*PROBLEMS AND TASKS*.
**a)** Answer these questions from the passage about Dr. Louis Weiss:
(i) At what age did he get his first fish tank?
(ii) How many tanks does his collection at home currently include?
(iii) What species of fish does the microsporidium named for him infect?
**b)** Extend the passage about Dr. Louis Weiss and the parasite named for him, picking up after its final sentence.

*EXTRACT TO READ*.

★ ★ ★

Dr. Louis Weiss has been a fan of tropical fish since childhood. He got his first fish tank at age 8. So, it seems rather fitting that he recently received an unusual honor that both reflects his expertise in the study of unicellular organisms and indirectly connects with his fascination with tropical fish: A newly identified form of microsporidium (parasite), called Ichthyosporidium weissii, which has been found to cause tumor-like collections (called xenomas) in the ovaries of female arrow goby fish, now bears his name.
"Arrow gobies are a California salt water species," said Dr. Weiss, whose own fish collection currently includes 20 tanks at his home, though they contain only fresh water species. "I've owned several species of gobies over the years, but never an arrow goby."
He explained, "The microsporidium that has been named for me replicates rapidly causing xenomas and eventually it can kill the fish."

★ ★ ★

(Saved entries)
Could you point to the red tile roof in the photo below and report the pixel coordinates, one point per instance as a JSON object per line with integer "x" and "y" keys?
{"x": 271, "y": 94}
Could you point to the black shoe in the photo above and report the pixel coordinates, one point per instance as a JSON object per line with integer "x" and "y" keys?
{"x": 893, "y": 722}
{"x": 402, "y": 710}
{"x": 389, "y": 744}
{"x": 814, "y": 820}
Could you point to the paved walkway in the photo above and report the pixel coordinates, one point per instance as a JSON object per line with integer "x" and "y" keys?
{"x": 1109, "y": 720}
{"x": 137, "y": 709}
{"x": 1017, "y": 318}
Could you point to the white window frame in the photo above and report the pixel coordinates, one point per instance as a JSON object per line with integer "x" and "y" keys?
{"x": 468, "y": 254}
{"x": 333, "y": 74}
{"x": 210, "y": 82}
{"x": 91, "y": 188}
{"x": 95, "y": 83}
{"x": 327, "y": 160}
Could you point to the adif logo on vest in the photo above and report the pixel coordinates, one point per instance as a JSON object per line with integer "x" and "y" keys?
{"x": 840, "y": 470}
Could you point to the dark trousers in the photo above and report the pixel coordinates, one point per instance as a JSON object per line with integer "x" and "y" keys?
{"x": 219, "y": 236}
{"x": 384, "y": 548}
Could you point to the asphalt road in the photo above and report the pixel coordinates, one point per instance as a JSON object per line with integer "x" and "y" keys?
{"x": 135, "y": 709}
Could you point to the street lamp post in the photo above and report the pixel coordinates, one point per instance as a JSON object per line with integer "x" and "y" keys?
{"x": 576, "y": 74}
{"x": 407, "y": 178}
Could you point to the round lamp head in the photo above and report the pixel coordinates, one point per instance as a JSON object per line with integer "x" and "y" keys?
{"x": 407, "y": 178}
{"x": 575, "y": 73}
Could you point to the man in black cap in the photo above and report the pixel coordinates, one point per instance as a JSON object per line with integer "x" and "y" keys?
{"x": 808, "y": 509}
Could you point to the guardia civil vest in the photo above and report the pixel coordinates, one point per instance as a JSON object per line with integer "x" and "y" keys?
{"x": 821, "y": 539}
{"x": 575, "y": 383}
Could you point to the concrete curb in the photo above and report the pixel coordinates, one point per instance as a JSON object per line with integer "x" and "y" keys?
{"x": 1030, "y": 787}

★ ★ ★

*TASK ANSWERS*.
**a)**
(i) At age 8.
(ii) 20 tanks.
(iii) The arrow goby.

**b)**
Description of I. weissii is detailed in the May-June 2012 issue of the Journal of Eukaryotic Microbiology. Among the papers authors is a visiting faculty member at Einstein, Dr. Peter Takvorian, who often collaborates with Dr. Weiss and is on faculty at Rutgers University. Under the subhead "Taxonomic Summary," the paper notes: "Etymology. The species is named after the prominent protistologist, Dr. Louis Weiss, USA."
Dr. Weiss is professor of medicine (infectious diseases) and of pathology (parasitology), as well as co-director of the Einstein Global Health Center. In 1999, he co-authored a textbook, The Microsporidia and Microsporidiosis (American Society for Microbiology), with Einstein colleague Dr. Murray Wittner. The book addresses all aspects of microsporidia and microsporidiosis while providing a thorough, modern perspective of this group of parasites.